> _Exercise tasks_
**A)** From the canine distemper article, list the early "cold-like" symptoms it names.
**B)** Go on with the canine distemper article from its last sentence.

Supplied text section start

If there one canine disease which strikes fear into the minds of pet owners it is canine distemper. It is a serious condition which spreads rapidly through infected individuals and can affect many internal functions. If left untreated canine distemper can be fatal and even dogs who survive can be left with life-long ongoing symptoms.
Causes of Canine Distemper
Canine distemper is caused by a virus from the family paramyxovirus. It is considered closely-related to the human measles virus but can cause far more damage in dogs.
There are a number of ways in which canine distemper may be transmitted from one animal to another. The first of these is through direct contact with the body fluids of an infected individual; urine, saliva or blood are all possible transmission sources.
A second way in which infection may arise is by inhaling the virus after an infected individual has sneezed or coughed.
Note that distemper can infect a range of different species; not just dogs. Examples can include ferrets and, in some countries, animals such as raccoons and wolves. Transmission from other species is therefore possible, though unvaccinated stray dogs that become infected then mix with domestic pets are arguably one of the primary vectors.
Unlike some other viruses canine distemper does not survive long in the environment and can be killed by many household cleaning products.
Canine Distemper Symptoms
The virus which causes the symptoms we know as canine distemper can affect a wide range of bodily systems. Early symptoms of canine distemper can include “cold-like” features; coughing, sneezing, running eyes and nasal discharge for example.
More advanced cases may display a loss of appetite, lethargy, vomiting and diarrhoea.
The most worrying symptoms of canine distemper are neurological signs. These can exhibit in the form of muscle tremors, seizures and, eventually, death.
One characteristic symptom of distemper is a thickening and hardening of the tissue on the nose and the paws. For this reason canine distemper is sometimes known as “hard pad disease”. Even in dogs that survive the primary infection this excess tissue may survive and can be an indication of former infection.

Supplied text section end
Data supplied section start

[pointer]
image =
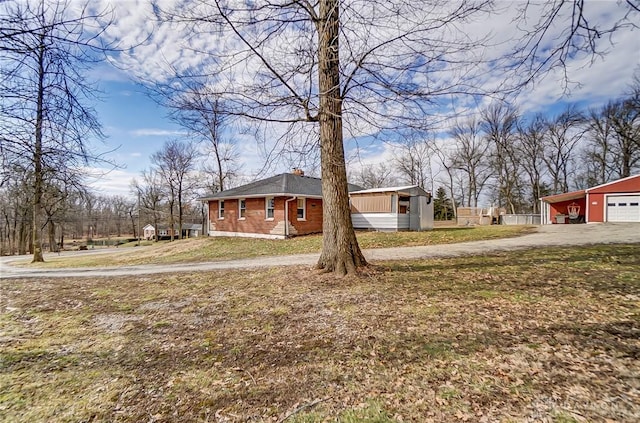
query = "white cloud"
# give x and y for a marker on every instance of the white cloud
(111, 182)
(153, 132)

Data supplied section end
Data supplied section start

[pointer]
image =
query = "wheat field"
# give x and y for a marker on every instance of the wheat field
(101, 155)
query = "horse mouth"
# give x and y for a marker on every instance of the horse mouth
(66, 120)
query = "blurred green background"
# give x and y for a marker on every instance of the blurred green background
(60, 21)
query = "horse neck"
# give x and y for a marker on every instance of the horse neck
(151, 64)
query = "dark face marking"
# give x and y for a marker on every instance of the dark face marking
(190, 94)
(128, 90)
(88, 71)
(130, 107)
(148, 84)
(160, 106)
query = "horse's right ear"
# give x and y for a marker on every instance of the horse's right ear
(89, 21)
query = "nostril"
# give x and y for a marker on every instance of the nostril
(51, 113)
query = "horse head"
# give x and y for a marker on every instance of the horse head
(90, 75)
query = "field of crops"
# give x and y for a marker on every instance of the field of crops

Data supplied section end

> _Answers per task_
**A)** Coughing, sneezing, running eyes, nasal discharge

**B)**
Note that dogs that survive the infection may also display long-term signs and it is not uncommon for the victim to be put down due to the pain and discomfort they may experience.
Canine Distemper Treatment
There is no known cure for canine distemper. Veterinary treatment usually relies on treating individual symptoms and using antibiotics to prevent secondary infections. It for this reason that prevention is considered the most accurate way of eradicating and protecting your dog from distemper.
Canine Distemper Prevention
Effective vaccines exist to protect dogs from canine distemper. As puppies seem particularly susceptible to the disease it is normal to commence immunization early on in the pup’s life though a number of repeated vaccinations will be required before full immunity has been achieved.
It is therefore critical to follow the procedure as recommended by your vet in order to protect your dog from this potentially fatal disease.
This is especially important if you plan to take your pet abroad. While canine distemper outbreaks in the UK might be unusual this isn’t necessarily the same case abroad. The USA and Finland are two countries where distemper seems far more prevalent.
If taking your dog abroad contact your vet or a pet travel agent to ask about suitable protection for your dog from this nasty virus.